## [Input rows]
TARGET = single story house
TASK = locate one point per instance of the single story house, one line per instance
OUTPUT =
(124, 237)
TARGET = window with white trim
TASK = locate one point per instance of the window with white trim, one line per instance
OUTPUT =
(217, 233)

## [Given instruction]
Rewrite the entries with every "locate" changed to "mark" and everything else left as it is.

## [Written solution]
TARGET = single story house
TASK = mark one point per instance of the single story house, one line per instance
OUTPUT =
(124, 237)
TARGET = window with white trim
TASK = mark one point per instance of the window with white trim, one line per instance
OUTPUT =
(217, 233)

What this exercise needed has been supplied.